(Stored items from a collection)

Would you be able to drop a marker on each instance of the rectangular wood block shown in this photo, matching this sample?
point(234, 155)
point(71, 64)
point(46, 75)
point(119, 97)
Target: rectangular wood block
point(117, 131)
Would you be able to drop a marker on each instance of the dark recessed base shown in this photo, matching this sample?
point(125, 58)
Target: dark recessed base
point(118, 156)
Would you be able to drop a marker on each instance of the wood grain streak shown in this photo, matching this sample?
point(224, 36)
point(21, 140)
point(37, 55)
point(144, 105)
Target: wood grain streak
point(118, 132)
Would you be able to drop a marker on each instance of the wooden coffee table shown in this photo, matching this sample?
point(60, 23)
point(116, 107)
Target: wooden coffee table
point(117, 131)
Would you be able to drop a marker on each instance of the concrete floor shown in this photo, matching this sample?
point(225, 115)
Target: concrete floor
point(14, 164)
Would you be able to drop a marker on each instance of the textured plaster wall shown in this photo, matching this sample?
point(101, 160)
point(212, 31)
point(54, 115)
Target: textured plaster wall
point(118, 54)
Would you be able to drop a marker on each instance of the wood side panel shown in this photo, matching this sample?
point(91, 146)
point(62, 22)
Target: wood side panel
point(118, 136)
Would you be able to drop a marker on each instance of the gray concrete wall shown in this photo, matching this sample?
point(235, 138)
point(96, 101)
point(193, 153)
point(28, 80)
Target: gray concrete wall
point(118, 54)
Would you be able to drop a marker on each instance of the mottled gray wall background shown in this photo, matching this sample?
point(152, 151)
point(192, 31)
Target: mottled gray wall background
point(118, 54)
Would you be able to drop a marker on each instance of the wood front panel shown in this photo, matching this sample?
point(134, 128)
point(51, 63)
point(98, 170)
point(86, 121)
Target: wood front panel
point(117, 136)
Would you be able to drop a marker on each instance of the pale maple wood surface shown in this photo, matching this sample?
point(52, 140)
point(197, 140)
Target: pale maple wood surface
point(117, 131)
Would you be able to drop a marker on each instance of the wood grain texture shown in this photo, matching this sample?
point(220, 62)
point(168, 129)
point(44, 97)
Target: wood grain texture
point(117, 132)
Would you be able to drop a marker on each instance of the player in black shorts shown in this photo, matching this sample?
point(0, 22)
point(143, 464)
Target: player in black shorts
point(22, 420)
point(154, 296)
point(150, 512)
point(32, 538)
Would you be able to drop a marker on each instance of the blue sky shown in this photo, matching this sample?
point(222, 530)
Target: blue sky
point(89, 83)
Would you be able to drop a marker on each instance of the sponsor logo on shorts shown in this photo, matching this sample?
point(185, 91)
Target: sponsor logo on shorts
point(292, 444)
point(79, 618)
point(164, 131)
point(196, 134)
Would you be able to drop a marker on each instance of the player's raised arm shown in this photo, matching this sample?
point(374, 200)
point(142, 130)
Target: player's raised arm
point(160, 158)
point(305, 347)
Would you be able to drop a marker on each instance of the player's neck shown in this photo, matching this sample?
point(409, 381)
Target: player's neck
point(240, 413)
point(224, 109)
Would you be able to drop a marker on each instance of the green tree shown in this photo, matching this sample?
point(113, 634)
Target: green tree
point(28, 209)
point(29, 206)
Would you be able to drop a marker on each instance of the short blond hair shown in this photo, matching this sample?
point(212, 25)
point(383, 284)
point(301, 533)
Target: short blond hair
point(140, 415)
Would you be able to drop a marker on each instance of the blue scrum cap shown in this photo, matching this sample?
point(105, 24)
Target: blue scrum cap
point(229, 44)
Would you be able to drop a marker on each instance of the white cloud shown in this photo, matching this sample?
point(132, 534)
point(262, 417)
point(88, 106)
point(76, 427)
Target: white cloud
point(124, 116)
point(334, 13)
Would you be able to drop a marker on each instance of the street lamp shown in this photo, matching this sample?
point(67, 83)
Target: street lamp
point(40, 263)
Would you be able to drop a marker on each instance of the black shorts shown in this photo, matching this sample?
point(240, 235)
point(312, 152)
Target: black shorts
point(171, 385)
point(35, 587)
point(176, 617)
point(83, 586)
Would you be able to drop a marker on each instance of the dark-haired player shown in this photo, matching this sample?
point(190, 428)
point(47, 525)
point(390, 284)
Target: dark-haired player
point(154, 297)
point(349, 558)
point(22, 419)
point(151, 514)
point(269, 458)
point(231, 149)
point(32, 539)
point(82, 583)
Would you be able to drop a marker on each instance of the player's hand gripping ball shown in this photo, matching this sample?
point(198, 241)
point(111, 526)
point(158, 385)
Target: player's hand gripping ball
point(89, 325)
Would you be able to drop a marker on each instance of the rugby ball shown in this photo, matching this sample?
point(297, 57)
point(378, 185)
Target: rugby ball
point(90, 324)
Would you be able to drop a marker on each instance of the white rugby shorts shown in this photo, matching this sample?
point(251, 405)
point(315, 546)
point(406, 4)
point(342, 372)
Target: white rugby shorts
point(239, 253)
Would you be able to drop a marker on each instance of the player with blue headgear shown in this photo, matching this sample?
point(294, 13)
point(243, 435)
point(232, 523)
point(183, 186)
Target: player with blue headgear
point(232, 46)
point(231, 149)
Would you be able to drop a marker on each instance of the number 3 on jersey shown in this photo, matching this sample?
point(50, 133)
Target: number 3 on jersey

* WHAT TO DO
Output the records above in their entirety, exactly.

* REPLY
Would you be able to drop a marker on each instance of the rectangular wood block shown in this photo, matching this sample?
point(234, 155)
point(71, 64)
point(46, 75)
point(119, 97)
Target: rectangular wood block
point(117, 131)
Would you be able to drop a marker on each instance of the dark recessed base shown in this photo, matching this sample?
point(125, 58)
Target: dark recessed base
point(118, 156)
Would you be able to drop a marker on each instance of the wood grain streak shown in this photo, matching this sample?
point(224, 36)
point(21, 140)
point(37, 55)
point(144, 105)
Target: wood grain streak
point(118, 132)
Would you be able to drop a marker on each instance of the wooden coffee table shown in this photo, matching this sample?
point(60, 23)
point(116, 107)
Target: wooden coffee table
point(117, 131)
Would you be able to drop a marker on each instance of the concrete floor shown in this photo, matching this sample?
point(225, 115)
Target: concrete floor
point(14, 164)
Would you be able to drop a marker on each instance of the textured plaster wall shown in this photo, matching this sample?
point(101, 160)
point(212, 31)
point(54, 115)
Target: textured plaster wall
point(118, 54)
Would you be able to drop a marker on each instance of the wood side panel shown in this photo, matching this sample?
point(91, 146)
point(62, 22)
Target: wood side panel
point(118, 136)
Would you be able to drop a marker on each instance of the gray concrete wall shown in this photo, matching this sample?
point(235, 138)
point(96, 101)
point(193, 153)
point(28, 80)
Target: gray concrete wall
point(118, 54)
Would you be able to drop a marker on each instance of the mottled gray wall background shown in this photo, matching this sample?
point(152, 151)
point(192, 31)
Target: mottled gray wall background
point(118, 54)
Would you be able to drop a marker on each instance of the wood front panel shown in this photo, matching this sample?
point(134, 128)
point(51, 63)
point(98, 170)
point(86, 121)
Target: wood front panel
point(117, 136)
Would you be able to drop a marker on each instance of the pale maple wood surface shown in this photo, matching this sample?
point(52, 140)
point(197, 140)
Target: pale maple wood surface
point(117, 131)
Would you be able to drop a marker on each instance of the wood grain texture shown in this photo, matching this sample?
point(220, 62)
point(168, 129)
point(44, 97)
Target: wood grain texture
point(117, 132)
Would you be able to drop a marker on each instance of the player in black shorts shown in this photo, matching this sample?
point(0, 22)
point(143, 464)
Target: player in black shorts
point(22, 420)
point(154, 296)
point(150, 512)
point(32, 538)
Would you be able to drop a marker on each instance of the blue sky shown in this photo, matching this sample?
point(222, 530)
Target: blue sky
point(89, 83)
Would you be able to drop a marker on each instance of the sponsor logo on shorts shown in this photo, matching this sample?
point(185, 91)
Target: sponsor logo on shorts
point(292, 444)
point(79, 618)
point(164, 131)
point(196, 134)
Would you be able to drop a marker on each instance of the player's raised arm shown in this photo, matching this sample?
point(374, 200)
point(142, 130)
Target: player's raised arm
point(160, 158)
point(305, 347)
Would you be able to drop a marker on each instance of the player's neck shown in this photo, matching this sample?
point(409, 381)
Target: player's neck
point(240, 413)
point(224, 109)
Would you be able to drop a marker on each instance of the green tree shown in this photo, matching this sample?
point(113, 634)
Target: green tree
point(28, 209)
point(29, 206)
Would you be able to drop a marker on each instance of the short blond hair shown in this photo, matching this sample?
point(212, 25)
point(383, 284)
point(301, 533)
Target: short blond hair
point(140, 415)
Would you be able to drop a marker on each instance of the blue scrum cap shown in this photo, matching this sample?
point(105, 24)
Target: blue scrum cap
point(229, 44)
Would you be able to drop a marker on each instance of the white cloud shown in this photo, matching this sample?
point(132, 534)
point(262, 417)
point(88, 106)
point(76, 427)
Target: white cloud
point(124, 116)
point(334, 13)
Would you be able to drop a marker on each instance of the street lamp shown in this photo, matching this sample?
point(67, 83)
Target: street lamp
point(40, 263)
Would you be able to drop a marker on each instance of the black shorts shown in this photo, matching this sample?
point(240, 235)
point(312, 152)
Target: black shorts
point(171, 385)
point(35, 587)
point(176, 617)
point(83, 586)
Would you be able to drop a marker on each instance of the dark-haired player shown in this photo, matching this sample?
point(190, 428)
point(47, 525)
point(390, 284)
Target: dark-haired player
point(154, 297)
point(349, 558)
point(22, 419)
point(151, 514)
point(269, 458)
point(231, 149)
point(32, 539)
point(82, 583)
Would you be able to drop a marker on each instance of the player's hand gripping ball shown in this photo, matching this sample?
point(198, 241)
point(111, 526)
point(158, 385)
Target: player's hand gripping ball
point(89, 325)
Would you be able to drop a marker on each instance of the rugby ball shown in this photo, matching this sample?
point(297, 57)
point(378, 185)
Target: rugby ball
point(90, 324)
Would you be able to drop a marker on each instance of the white rugby shorts shown in this photo, matching this sample?
point(251, 405)
point(315, 546)
point(406, 4)
point(342, 372)
Target: white rugby shorts
point(239, 253)
Would you be able to drop a marker on each instance of the player with blue headgear shown in this photo, matching this sample?
point(294, 13)
point(243, 435)
point(232, 523)
point(183, 186)
Target: player with blue headgear
point(232, 46)
point(231, 149)
Would you be able to drop a marker on each instance of the number 3 on jersey shown in this photo, matching this sample?
point(50, 133)
Target: number 3 on jersey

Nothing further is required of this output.